### TEXT
We requested the physicians to complete the insurance paperwork and were asked to email our forms to a hospital physician and return at 4 p.m. to pick up the updated forms. I sent the email at 9 a.m. When we returned to the hospital at 4, we were told the forms had not been received by the physician, as the hospital did not have Internet access. The request for me to email the forms to the physician seemed curious, at best.

Our bilingual driver took me to a Mandalay copy shop, where I printed the forms. Once they were filled out at the hospital, AmaPura staff scanned the forms into a PDF in the ship’s office, then assisted me in emailing the documents via personal cell phone to the insurance contact in the US.

This fiasco with filling out insurance forms set us back a day.

Having learned a number of lessons from our experience, we offer the following suggestions.

• When purchasing trip insurance, confirm that you’re covered for medical evacuation to a hospital or facility located near your home and not just to a local hospital.

A vendor in a market in Yangon applied thanaka to Kristan Otto, a passenger on the AmaPura.

• Take a printed copy of ALL insurance forms and instructions with you on your cruise.

### EXTRACTED DATA
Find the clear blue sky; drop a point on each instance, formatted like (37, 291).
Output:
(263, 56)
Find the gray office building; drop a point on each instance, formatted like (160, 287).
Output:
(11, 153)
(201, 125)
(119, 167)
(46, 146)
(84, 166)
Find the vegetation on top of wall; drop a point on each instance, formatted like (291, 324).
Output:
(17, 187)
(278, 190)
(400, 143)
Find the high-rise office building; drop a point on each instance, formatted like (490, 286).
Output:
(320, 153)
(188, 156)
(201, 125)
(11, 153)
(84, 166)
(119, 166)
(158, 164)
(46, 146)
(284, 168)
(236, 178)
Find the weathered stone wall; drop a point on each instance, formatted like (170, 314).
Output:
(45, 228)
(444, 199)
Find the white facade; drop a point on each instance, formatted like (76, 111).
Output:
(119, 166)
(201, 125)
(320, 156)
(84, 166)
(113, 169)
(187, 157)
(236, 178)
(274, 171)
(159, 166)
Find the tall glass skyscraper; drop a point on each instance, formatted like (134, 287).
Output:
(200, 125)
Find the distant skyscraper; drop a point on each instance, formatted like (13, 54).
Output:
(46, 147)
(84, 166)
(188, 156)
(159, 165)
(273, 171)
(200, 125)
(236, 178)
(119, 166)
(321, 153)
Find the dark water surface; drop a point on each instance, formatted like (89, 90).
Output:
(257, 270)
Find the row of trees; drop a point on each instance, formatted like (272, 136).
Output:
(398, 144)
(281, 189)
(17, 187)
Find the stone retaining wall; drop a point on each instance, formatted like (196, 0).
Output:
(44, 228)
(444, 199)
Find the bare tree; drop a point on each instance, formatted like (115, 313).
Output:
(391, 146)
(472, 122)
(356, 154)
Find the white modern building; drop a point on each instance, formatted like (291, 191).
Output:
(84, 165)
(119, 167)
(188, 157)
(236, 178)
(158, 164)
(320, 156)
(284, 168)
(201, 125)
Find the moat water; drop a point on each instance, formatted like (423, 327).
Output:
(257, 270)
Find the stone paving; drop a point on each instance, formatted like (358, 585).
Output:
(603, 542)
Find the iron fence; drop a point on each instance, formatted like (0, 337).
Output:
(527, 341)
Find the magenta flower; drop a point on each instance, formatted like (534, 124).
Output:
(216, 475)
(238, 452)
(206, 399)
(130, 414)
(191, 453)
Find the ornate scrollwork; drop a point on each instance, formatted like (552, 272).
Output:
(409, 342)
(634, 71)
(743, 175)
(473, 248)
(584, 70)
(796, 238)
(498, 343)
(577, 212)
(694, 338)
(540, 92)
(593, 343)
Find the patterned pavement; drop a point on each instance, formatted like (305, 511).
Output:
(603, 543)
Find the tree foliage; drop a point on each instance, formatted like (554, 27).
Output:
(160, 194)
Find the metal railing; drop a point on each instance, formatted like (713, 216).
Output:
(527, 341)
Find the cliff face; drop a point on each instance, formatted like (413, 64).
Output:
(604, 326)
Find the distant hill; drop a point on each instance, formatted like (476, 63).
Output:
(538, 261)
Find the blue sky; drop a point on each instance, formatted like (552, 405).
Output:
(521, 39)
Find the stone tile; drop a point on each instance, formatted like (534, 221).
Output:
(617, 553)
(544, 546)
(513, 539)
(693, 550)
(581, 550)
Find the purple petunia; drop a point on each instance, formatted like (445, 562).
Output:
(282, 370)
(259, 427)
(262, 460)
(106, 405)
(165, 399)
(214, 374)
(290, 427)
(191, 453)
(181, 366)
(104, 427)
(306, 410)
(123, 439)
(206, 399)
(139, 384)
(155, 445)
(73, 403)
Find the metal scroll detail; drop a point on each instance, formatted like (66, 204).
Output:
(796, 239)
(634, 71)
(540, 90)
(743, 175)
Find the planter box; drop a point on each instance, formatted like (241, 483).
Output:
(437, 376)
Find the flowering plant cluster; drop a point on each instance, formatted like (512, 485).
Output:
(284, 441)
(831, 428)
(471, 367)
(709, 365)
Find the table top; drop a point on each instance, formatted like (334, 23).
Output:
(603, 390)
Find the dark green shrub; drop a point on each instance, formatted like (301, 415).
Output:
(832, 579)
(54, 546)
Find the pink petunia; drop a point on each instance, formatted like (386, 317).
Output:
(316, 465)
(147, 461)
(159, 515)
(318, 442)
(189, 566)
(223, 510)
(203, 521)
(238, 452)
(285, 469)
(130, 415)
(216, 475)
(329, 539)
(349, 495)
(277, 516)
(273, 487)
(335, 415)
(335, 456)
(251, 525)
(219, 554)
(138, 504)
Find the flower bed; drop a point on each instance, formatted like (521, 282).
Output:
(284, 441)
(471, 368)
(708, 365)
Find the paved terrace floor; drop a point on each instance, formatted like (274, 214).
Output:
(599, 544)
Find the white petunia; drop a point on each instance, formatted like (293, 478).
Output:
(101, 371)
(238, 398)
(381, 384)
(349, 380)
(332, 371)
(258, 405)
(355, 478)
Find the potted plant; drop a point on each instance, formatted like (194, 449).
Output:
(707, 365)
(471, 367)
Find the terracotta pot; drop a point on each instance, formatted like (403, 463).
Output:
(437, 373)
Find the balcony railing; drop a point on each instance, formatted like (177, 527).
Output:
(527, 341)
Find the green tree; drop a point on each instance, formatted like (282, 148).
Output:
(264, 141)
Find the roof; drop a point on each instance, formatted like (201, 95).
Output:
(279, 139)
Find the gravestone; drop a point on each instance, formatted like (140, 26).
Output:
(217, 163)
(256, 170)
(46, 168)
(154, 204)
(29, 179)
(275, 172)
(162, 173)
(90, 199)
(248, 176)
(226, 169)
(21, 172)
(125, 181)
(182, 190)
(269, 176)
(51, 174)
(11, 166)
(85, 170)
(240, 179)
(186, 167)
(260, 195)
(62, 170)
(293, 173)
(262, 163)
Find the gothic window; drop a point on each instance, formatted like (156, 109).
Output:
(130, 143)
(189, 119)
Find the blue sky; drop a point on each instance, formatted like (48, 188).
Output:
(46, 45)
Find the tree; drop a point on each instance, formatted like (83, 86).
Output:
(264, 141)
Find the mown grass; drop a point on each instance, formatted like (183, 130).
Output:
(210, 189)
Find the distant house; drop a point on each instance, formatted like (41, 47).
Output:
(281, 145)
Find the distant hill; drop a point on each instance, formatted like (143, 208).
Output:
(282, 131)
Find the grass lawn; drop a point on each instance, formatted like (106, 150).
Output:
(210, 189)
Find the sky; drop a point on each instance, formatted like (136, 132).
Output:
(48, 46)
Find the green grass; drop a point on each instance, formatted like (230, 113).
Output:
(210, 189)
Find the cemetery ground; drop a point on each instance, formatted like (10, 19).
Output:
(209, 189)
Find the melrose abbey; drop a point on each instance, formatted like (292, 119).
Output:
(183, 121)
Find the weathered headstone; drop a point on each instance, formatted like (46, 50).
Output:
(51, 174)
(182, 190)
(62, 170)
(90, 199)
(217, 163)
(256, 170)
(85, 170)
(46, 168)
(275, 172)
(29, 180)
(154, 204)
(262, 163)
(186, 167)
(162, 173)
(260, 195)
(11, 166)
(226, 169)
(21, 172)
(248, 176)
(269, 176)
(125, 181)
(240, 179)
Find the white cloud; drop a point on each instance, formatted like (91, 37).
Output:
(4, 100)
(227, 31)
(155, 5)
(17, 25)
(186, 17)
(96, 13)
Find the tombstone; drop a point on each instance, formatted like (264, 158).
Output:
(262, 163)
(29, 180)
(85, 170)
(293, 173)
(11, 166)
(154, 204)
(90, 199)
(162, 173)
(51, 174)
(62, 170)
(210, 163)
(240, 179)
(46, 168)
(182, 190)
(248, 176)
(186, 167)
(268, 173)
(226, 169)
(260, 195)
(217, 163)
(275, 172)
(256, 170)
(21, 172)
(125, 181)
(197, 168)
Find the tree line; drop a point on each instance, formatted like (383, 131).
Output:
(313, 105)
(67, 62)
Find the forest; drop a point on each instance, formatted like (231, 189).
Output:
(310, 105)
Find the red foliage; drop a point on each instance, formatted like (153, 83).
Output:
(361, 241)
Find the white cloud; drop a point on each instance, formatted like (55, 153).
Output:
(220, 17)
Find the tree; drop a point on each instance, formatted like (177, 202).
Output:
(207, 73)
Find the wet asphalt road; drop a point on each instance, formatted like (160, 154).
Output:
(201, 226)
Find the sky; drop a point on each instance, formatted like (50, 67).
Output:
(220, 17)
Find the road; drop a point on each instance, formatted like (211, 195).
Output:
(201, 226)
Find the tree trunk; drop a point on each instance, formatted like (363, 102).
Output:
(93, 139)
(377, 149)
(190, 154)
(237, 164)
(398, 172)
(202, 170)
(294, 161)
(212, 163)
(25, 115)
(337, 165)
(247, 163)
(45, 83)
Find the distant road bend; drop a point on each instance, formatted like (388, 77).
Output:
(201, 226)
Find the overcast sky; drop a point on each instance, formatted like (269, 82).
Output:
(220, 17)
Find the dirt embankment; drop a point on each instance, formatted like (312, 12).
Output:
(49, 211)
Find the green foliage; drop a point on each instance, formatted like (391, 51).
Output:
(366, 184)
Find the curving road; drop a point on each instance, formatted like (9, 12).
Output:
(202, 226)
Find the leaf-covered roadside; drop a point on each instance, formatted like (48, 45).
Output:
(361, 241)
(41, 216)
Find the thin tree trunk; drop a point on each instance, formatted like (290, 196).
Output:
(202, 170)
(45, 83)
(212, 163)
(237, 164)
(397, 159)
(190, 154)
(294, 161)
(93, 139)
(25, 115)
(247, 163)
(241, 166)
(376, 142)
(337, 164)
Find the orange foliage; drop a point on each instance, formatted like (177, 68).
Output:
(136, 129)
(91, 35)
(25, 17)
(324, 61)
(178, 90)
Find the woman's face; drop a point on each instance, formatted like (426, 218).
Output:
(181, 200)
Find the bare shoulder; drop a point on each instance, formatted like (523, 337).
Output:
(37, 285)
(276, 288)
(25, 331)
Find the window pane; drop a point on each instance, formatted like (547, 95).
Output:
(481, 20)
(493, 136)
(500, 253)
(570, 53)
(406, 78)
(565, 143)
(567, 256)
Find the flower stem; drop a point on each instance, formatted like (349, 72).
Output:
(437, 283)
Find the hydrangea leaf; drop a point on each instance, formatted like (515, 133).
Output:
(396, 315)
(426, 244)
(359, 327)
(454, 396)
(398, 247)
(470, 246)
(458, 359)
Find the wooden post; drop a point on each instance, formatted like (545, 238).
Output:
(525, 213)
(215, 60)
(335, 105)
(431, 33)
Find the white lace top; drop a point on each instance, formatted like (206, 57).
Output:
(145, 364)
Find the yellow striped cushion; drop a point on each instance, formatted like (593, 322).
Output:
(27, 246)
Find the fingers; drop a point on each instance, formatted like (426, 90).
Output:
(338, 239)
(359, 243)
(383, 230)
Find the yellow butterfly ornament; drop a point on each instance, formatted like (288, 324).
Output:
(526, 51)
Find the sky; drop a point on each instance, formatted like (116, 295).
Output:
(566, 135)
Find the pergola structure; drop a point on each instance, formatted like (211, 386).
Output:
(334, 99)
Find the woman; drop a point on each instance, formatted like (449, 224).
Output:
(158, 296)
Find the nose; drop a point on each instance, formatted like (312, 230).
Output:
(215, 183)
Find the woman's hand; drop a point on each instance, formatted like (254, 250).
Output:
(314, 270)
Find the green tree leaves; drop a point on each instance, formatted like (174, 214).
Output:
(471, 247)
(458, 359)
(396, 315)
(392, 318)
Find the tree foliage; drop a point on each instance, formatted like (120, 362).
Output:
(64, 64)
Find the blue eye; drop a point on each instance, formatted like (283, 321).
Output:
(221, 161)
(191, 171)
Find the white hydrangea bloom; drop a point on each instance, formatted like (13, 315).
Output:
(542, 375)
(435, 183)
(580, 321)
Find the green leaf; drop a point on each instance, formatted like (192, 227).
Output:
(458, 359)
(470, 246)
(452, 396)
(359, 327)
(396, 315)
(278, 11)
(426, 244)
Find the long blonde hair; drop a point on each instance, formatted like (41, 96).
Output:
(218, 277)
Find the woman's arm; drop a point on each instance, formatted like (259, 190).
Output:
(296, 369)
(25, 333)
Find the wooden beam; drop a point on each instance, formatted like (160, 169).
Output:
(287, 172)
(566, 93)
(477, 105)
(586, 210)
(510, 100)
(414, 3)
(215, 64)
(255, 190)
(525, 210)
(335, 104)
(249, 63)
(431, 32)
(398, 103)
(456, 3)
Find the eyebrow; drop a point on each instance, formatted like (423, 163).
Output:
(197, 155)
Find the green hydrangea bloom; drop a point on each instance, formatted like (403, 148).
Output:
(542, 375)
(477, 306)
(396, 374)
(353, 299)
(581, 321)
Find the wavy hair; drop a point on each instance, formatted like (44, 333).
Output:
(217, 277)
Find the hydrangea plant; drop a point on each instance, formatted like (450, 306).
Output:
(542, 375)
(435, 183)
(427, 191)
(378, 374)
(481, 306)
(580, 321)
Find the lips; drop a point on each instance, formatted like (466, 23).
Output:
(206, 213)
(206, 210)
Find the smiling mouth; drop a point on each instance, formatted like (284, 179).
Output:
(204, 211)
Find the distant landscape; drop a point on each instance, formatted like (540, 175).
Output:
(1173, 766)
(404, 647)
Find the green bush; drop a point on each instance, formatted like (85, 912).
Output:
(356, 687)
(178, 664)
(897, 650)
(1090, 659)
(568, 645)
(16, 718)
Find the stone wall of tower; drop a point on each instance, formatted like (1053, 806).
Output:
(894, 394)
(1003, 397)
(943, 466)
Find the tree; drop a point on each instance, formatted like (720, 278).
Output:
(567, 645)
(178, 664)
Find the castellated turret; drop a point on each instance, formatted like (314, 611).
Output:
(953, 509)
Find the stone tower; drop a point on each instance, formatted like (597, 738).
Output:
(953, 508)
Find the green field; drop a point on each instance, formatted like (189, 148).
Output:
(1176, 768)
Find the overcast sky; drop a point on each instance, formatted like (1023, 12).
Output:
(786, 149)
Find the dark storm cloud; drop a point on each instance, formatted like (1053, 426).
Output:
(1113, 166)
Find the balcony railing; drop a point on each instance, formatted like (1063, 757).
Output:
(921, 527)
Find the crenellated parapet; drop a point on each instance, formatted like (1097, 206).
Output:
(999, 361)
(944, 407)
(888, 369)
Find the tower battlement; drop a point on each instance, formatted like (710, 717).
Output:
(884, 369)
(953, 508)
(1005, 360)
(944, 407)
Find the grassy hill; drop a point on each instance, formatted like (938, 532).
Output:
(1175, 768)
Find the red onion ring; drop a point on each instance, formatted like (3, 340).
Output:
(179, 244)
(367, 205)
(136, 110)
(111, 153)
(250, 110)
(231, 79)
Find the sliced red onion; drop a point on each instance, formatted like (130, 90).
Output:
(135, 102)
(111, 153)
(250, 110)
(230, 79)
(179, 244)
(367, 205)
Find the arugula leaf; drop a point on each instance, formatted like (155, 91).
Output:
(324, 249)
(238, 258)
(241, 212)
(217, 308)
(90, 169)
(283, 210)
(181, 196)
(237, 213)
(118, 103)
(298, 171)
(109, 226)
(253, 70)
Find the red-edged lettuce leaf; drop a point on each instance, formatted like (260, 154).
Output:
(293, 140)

### TASK DETAILS
Print everything in the cruise text above from "We requested the" down to "curious, at best.", keeping every word and mark unchanged.

### RESPONSE TO THIS TASK
We requested the physicians to complete the insurance paperwork and were asked to email our forms to a hospital physician and return at 4 p.m. to pick up the updated forms. I sent the email at 9 a.m. When we returned to the hospital at 4, we were told the forms had not been received by the physician, as the hospital did not have Internet access. The request for me to email the forms to the physician seemed curious, at best.